━━ Supplied records
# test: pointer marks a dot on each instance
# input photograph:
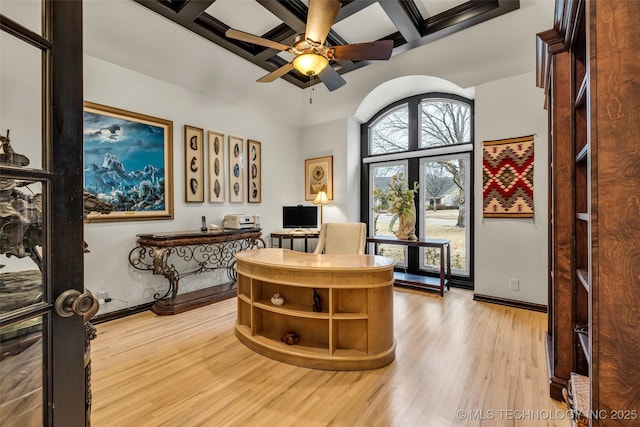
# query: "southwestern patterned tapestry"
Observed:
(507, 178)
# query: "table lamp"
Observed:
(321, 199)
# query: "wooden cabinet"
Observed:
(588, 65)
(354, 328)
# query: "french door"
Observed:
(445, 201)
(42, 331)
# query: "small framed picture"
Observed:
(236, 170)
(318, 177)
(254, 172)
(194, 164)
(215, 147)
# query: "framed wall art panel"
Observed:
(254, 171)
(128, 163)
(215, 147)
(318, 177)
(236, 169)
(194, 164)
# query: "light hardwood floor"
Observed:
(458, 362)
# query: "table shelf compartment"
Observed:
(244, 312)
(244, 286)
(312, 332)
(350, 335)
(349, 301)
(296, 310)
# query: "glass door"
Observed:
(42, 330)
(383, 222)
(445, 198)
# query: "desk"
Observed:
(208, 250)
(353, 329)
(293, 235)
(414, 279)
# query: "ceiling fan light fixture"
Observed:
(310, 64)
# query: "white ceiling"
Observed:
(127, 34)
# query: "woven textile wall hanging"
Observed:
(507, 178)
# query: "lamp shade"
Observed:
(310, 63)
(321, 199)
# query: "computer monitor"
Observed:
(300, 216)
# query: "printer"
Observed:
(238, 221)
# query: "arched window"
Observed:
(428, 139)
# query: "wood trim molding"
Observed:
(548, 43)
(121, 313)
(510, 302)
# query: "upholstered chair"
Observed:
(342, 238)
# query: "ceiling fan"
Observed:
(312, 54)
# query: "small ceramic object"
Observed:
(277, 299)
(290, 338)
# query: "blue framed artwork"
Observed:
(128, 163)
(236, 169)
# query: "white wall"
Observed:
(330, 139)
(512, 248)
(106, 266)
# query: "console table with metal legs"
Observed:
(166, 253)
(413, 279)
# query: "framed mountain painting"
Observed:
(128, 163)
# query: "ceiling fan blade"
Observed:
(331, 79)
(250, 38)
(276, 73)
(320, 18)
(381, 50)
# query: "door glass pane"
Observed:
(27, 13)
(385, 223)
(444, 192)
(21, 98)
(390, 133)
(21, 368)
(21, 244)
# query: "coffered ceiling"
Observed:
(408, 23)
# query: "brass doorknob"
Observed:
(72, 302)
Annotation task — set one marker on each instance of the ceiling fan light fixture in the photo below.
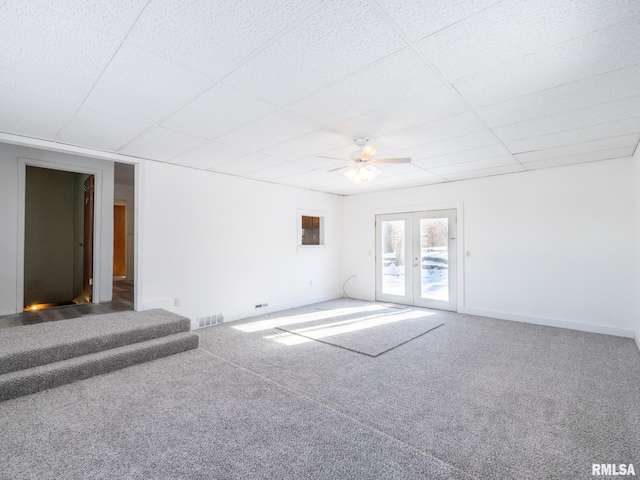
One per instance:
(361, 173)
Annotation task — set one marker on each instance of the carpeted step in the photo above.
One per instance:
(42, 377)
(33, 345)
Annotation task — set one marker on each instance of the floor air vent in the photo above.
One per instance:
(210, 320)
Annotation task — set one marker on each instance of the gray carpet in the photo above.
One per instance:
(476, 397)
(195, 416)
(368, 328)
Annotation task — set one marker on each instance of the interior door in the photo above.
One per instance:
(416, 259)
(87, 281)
━━━━
━━ Supplied records
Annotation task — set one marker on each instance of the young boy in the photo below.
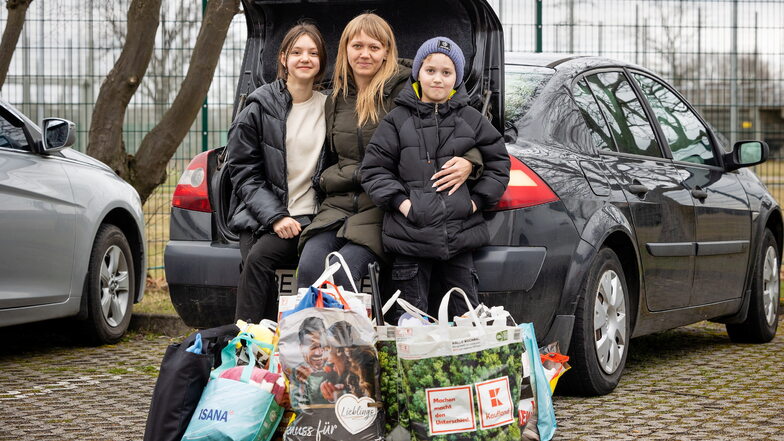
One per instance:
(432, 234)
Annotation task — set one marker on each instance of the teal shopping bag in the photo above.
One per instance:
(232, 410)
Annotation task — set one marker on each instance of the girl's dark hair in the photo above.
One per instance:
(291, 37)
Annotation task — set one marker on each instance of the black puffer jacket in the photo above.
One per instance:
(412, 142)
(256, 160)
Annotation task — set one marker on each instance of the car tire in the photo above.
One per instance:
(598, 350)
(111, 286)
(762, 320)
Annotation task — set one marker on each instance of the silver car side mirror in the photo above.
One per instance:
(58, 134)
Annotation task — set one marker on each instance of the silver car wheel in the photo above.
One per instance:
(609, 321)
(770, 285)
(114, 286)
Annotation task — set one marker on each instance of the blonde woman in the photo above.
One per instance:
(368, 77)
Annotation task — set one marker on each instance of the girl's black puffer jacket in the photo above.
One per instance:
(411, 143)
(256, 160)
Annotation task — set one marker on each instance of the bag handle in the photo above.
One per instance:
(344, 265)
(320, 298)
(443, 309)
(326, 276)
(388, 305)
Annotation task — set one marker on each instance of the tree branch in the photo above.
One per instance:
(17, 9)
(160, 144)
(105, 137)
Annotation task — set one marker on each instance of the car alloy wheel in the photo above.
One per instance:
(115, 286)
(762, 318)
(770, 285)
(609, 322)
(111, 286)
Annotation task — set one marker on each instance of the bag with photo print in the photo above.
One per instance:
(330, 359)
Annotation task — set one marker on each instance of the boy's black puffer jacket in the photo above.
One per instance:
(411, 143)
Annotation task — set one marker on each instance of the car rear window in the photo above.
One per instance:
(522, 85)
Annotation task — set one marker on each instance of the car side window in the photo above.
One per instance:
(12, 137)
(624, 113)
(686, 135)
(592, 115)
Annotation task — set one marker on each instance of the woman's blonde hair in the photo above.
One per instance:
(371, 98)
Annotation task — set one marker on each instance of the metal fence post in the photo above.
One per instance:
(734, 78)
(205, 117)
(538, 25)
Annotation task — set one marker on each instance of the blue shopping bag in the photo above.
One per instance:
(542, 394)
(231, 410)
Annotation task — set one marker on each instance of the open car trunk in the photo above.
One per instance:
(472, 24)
━━━━
Problem description: Make a tally of the lines in this material that hold the string "woman", then give that number without any other words.

Answer for the task: 2